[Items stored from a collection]
+ + + +

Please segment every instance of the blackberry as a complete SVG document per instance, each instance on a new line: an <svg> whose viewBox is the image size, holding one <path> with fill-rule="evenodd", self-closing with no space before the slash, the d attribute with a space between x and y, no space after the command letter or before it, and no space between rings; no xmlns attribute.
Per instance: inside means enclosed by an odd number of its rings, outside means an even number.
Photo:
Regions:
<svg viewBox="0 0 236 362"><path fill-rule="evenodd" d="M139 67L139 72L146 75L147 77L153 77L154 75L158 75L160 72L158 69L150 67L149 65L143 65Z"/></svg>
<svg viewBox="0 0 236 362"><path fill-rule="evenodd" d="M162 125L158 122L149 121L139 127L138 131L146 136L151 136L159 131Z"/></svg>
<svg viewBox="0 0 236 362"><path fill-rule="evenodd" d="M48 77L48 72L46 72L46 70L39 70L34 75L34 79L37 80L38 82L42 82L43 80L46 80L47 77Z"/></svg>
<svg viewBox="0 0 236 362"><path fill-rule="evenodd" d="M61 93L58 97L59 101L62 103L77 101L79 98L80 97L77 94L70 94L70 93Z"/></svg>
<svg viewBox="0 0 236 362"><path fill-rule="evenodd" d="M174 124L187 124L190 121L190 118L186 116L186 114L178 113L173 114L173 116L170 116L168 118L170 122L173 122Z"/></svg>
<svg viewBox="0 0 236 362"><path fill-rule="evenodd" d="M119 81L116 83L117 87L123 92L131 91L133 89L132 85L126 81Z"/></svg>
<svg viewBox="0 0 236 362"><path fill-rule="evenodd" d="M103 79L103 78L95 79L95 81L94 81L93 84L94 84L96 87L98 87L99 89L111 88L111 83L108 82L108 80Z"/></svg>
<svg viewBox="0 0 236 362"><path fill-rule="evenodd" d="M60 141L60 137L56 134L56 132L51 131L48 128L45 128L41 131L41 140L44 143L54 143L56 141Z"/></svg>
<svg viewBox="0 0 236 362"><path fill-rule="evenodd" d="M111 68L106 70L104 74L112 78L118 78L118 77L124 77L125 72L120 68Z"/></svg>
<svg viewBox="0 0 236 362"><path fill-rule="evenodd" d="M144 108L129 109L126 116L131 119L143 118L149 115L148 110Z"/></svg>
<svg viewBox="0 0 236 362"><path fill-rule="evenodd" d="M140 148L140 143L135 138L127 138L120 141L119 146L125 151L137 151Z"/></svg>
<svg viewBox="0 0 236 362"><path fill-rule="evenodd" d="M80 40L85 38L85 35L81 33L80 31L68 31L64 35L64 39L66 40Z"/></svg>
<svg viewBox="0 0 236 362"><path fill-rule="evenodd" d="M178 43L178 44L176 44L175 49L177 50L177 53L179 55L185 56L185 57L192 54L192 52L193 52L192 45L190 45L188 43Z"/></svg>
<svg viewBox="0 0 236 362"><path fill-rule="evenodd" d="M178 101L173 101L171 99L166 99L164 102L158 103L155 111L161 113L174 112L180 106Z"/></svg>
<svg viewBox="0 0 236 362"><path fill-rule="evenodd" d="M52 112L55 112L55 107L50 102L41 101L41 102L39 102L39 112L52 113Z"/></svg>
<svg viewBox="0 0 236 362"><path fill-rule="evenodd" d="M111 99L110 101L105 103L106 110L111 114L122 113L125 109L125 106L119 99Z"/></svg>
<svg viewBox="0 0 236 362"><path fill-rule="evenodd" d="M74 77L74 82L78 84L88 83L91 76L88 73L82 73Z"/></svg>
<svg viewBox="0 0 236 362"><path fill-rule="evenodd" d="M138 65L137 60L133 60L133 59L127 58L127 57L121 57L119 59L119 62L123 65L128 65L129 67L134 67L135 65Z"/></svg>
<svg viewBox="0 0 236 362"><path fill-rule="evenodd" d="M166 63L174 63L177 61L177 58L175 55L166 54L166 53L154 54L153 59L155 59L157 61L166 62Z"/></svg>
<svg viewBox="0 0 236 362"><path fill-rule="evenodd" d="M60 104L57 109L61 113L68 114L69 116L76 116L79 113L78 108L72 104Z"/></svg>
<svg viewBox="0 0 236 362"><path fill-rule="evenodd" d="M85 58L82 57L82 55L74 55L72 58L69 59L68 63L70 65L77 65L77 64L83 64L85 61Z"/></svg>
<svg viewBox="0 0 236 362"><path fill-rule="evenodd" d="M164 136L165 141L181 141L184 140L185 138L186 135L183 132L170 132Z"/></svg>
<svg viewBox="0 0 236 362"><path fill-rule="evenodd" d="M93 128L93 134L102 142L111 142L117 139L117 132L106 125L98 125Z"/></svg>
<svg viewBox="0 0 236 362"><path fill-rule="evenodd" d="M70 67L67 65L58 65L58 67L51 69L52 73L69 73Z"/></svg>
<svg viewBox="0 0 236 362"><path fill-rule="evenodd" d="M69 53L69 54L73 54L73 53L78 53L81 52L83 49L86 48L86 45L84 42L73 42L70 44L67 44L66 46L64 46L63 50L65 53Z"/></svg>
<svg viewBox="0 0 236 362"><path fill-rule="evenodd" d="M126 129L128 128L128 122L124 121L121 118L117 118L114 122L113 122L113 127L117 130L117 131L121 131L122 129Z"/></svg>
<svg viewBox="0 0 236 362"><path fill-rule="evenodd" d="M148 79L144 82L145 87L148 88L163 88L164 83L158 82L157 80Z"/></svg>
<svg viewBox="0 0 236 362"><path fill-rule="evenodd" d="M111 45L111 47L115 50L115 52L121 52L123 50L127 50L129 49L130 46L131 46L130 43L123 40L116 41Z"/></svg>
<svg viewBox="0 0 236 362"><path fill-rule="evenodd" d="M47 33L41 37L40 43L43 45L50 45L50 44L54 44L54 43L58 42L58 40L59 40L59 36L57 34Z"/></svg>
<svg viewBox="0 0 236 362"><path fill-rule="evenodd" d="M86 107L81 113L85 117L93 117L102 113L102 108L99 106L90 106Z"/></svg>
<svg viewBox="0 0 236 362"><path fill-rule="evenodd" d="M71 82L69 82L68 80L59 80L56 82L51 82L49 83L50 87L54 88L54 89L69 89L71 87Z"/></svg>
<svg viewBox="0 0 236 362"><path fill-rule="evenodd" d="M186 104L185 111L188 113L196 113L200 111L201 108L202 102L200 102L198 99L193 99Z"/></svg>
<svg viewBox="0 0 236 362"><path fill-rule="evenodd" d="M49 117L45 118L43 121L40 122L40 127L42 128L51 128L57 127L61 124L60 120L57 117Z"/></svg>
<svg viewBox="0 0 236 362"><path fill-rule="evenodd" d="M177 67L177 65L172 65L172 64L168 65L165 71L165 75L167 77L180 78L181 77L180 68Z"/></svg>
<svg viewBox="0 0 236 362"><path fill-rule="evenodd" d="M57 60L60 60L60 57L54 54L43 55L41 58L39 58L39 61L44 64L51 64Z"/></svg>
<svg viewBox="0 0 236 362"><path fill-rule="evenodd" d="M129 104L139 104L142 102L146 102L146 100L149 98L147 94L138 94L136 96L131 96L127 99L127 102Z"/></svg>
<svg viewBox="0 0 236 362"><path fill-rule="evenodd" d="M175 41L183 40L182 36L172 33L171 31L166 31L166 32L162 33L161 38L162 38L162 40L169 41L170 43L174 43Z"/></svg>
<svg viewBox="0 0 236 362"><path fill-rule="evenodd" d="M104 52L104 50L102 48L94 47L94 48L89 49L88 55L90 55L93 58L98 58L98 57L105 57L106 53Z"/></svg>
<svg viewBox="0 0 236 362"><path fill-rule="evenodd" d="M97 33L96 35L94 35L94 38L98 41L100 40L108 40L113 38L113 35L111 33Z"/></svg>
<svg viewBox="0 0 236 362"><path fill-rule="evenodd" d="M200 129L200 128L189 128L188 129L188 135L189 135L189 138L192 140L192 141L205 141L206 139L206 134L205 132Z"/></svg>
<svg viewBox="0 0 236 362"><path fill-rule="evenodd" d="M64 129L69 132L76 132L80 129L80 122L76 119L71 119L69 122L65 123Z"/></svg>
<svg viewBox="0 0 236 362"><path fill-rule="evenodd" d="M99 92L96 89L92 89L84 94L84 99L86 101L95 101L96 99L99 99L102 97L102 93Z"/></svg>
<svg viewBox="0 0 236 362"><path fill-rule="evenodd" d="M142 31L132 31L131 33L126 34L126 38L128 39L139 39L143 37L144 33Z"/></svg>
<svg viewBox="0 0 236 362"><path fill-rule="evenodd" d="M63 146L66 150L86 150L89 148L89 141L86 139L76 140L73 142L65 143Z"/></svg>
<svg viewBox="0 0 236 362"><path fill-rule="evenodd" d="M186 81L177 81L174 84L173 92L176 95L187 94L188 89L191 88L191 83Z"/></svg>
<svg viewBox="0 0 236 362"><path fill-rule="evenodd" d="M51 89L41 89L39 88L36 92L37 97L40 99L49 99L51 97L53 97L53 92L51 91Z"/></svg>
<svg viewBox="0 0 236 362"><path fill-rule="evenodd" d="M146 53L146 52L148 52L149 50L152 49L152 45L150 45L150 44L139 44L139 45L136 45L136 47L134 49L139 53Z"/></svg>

+ + + +

Problem to work on:
Quote every line from the start of the items down to and including the line containing "93L58 97L59 101L62", word for word.

Problem solution:
Please segment every instance of the blackberry as a complete SVG document per instance, each instance on a new line: an <svg> whose viewBox is the image size, holding one <path> with fill-rule="evenodd", self-closing with no space before the slash, the d attribute with a space between x and y, no space after the command letter or before it, and no space between rings; no xmlns attribute.
Per instance: inside means enclosed by an odd number of its rings, outside means an even number.
Photo:
Regions:
<svg viewBox="0 0 236 362"><path fill-rule="evenodd" d="M139 67L139 72L146 75L147 77L153 77L154 75L158 75L160 72L158 69L150 67L149 65L143 65Z"/></svg>
<svg viewBox="0 0 236 362"><path fill-rule="evenodd" d="M162 125L158 122L149 121L139 127L138 131L146 136L151 136L159 131Z"/></svg>
<svg viewBox="0 0 236 362"><path fill-rule="evenodd" d="M48 77L48 72L46 72L46 70L39 70L34 75L34 79L37 80L38 82L42 82L43 80L46 80L47 77Z"/></svg>
<svg viewBox="0 0 236 362"><path fill-rule="evenodd" d="M61 93L58 97L59 101L62 103L77 101L79 98L80 97L77 94L70 94L70 93Z"/></svg>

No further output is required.